EXTRACTED DATA:
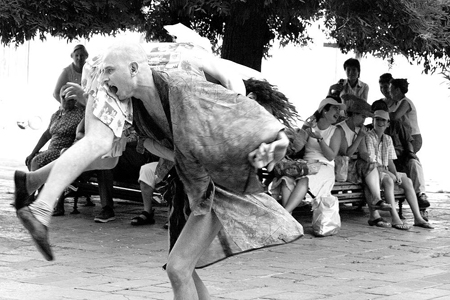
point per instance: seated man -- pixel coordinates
(60, 132)
(381, 151)
(127, 169)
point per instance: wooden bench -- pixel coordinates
(345, 192)
(121, 190)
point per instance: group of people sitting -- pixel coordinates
(380, 155)
(216, 138)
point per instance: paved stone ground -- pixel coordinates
(117, 261)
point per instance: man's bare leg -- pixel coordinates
(36, 217)
(197, 235)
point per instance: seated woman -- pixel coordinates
(381, 151)
(322, 146)
(360, 168)
(60, 132)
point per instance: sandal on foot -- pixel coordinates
(382, 205)
(401, 226)
(380, 222)
(143, 218)
(424, 225)
(58, 212)
(21, 196)
(38, 231)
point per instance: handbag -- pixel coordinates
(341, 168)
(295, 168)
(326, 220)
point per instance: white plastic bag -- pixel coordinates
(326, 219)
(341, 168)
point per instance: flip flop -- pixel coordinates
(382, 205)
(424, 225)
(380, 222)
(401, 226)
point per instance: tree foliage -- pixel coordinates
(417, 29)
(244, 30)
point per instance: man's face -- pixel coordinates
(359, 119)
(352, 73)
(380, 124)
(393, 91)
(384, 88)
(116, 76)
(79, 58)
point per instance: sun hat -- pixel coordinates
(381, 114)
(359, 106)
(329, 101)
(80, 47)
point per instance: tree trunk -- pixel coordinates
(246, 34)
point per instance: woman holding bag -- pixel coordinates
(322, 146)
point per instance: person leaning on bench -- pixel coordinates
(360, 167)
(401, 129)
(382, 152)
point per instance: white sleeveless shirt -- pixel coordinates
(410, 115)
(313, 151)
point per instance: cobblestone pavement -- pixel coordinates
(117, 261)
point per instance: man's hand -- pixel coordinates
(74, 91)
(269, 154)
(29, 159)
(362, 131)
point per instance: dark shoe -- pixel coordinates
(401, 226)
(422, 200)
(38, 231)
(380, 222)
(382, 205)
(144, 218)
(21, 196)
(89, 203)
(105, 216)
(424, 225)
(58, 212)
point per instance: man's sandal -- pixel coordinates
(382, 205)
(424, 225)
(401, 226)
(380, 222)
(143, 219)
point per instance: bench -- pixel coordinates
(88, 186)
(355, 194)
(346, 192)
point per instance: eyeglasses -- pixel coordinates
(381, 120)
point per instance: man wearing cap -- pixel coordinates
(72, 73)
(360, 167)
(382, 152)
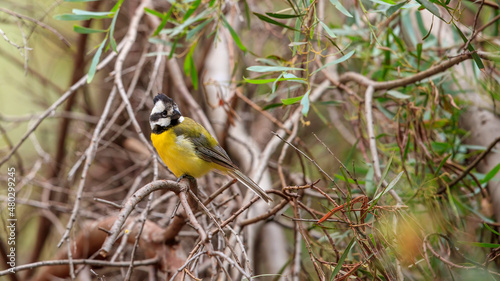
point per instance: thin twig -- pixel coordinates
(471, 166)
(129, 206)
(43, 25)
(31, 266)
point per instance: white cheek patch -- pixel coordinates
(184, 142)
(159, 107)
(163, 122)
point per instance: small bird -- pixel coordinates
(188, 149)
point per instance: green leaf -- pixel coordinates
(190, 67)
(271, 21)
(153, 12)
(86, 30)
(337, 61)
(338, 267)
(117, 6)
(480, 244)
(341, 8)
(394, 8)
(328, 30)
(282, 16)
(305, 103)
(164, 20)
(431, 7)
(388, 188)
(419, 55)
(263, 68)
(112, 40)
(197, 29)
(191, 9)
(272, 105)
(293, 100)
(70, 17)
(275, 84)
(92, 14)
(265, 81)
(491, 174)
(95, 61)
(235, 36)
(491, 229)
(398, 95)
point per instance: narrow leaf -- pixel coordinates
(328, 30)
(341, 8)
(480, 244)
(164, 20)
(337, 61)
(190, 67)
(93, 14)
(271, 21)
(305, 103)
(394, 8)
(338, 267)
(95, 61)
(191, 9)
(474, 55)
(112, 40)
(491, 174)
(153, 12)
(282, 16)
(431, 7)
(235, 36)
(290, 101)
(86, 30)
(398, 95)
(262, 68)
(265, 81)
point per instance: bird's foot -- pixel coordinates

WHAT THE TASK REQUIRES:
Copy exactly the lines from the one containing "point per instance: tree foliage" through the last line of the records above, including both, and omit every picture.

EXERCISE SOLUTION:
point per instance: tree foliage -- pixel coordinates
(417, 29)
(244, 30)
point per instance: man's face -- pixel coordinates
(359, 119)
(352, 73)
(380, 124)
(393, 91)
(384, 88)
(116, 76)
(79, 58)
point per instance: sun hat -- pixel coordinates
(381, 114)
(359, 106)
(329, 101)
(80, 47)
point per instance: tree trunk -- pixel coordinates
(246, 34)
point per instance: woman holding bag -- pixel coordinates
(322, 146)
point per instance: person leaning on bench -- pixel coordinates
(360, 167)
(401, 129)
(382, 152)
point per instance: white sleeveless shirt -- pixel coordinates
(410, 115)
(313, 151)
point per instance: cobblestone pavement -- pixel coordinates
(117, 261)
point per instance: man's hand -- pixel coordinates
(74, 91)
(269, 154)
(29, 159)
(362, 131)
point per instance: dark shoe -- pixel coordinates
(401, 226)
(422, 200)
(38, 231)
(380, 222)
(382, 205)
(144, 218)
(21, 196)
(89, 203)
(105, 216)
(424, 225)
(58, 212)
point per instance: man's sandal -- pixel coordinates
(382, 205)
(424, 225)
(401, 226)
(380, 222)
(143, 219)
point per instance: bench -- pixel coordinates
(88, 186)
(355, 194)
(346, 192)
point per instance: eyeglasses -- pixel coordinates
(381, 120)
point per instance: man wearing cap -- pixel coordinates
(72, 73)
(360, 167)
(382, 152)
point per instance: thin twig -- pixel coordinates
(471, 166)
(129, 206)
(43, 25)
(31, 266)
point per instance: white cheek patch -- pixel coordinates
(184, 142)
(159, 107)
(163, 122)
point per instance: small bird -- pixel coordinates
(188, 149)
point per instance: green leaf -- pixel coordinates
(190, 67)
(271, 21)
(153, 12)
(86, 30)
(337, 61)
(338, 267)
(117, 6)
(480, 244)
(341, 8)
(394, 8)
(328, 30)
(282, 16)
(305, 103)
(164, 20)
(431, 7)
(388, 188)
(419, 55)
(263, 68)
(112, 40)
(197, 29)
(191, 9)
(272, 105)
(293, 100)
(70, 17)
(275, 84)
(92, 14)
(265, 81)
(491, 174)
(95, 61)
(235, 36)
(491, 229)
(398, 95)
point per instance: narrow leaf -- pixel coordinates
(328, 30)
(341, 8)
(480, 244)
(164, 20)
(337, 61)
(190, 67)
(93, 14)
(271, 21)
(305, 103)
(394, 8)
(338, 267)
(95, 61)
(191, 9)
(474, 55)
(112, 40)
(491, 174)
(153, 12)
(282, 16)
(431, 7)
(235, 36)
(290, 101)
(86, 30)
(398, 95)
(262, 68)
(265, 81)
point per instance: bird's foot -- pixel coordinates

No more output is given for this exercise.